* **WORK INSTRUCTIONS**:
Return every line below that contains the string "center". Letter case matters.

* **DATASET EXCERPTS**:

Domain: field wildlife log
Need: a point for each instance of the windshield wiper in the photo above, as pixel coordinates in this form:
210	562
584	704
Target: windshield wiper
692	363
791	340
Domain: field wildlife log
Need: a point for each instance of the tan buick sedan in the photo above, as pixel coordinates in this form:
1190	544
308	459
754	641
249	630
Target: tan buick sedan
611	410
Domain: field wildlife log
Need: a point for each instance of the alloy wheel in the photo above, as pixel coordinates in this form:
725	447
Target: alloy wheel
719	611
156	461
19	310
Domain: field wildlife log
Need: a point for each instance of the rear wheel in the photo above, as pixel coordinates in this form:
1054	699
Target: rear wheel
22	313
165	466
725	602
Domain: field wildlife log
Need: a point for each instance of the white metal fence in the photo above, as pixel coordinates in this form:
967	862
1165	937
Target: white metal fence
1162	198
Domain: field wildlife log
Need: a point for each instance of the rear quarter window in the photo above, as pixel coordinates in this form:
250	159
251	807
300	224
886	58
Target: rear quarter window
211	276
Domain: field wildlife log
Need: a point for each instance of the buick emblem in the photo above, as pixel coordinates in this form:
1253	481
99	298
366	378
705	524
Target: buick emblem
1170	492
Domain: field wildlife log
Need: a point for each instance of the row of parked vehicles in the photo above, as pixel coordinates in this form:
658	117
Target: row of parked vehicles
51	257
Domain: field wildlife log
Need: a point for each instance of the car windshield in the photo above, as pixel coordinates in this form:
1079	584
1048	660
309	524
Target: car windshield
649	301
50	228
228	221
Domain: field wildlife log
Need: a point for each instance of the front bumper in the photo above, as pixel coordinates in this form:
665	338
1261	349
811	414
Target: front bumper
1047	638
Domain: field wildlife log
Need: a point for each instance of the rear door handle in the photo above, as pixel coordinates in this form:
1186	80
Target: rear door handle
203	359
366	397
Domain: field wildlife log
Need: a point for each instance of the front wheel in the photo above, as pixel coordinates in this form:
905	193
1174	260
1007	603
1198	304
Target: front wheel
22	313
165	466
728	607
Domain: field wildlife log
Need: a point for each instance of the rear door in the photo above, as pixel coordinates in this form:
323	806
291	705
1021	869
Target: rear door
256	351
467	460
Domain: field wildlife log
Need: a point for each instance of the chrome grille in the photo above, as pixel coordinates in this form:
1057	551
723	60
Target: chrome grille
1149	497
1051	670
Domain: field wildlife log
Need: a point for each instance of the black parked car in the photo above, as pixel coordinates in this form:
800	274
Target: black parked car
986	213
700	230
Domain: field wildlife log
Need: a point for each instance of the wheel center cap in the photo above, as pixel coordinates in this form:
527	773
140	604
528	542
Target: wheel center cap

* **RESULT**:
Need: a point for each instance of the wheel center cap in the photo above, as pixel coordinates in this form:
Target: wheel center cap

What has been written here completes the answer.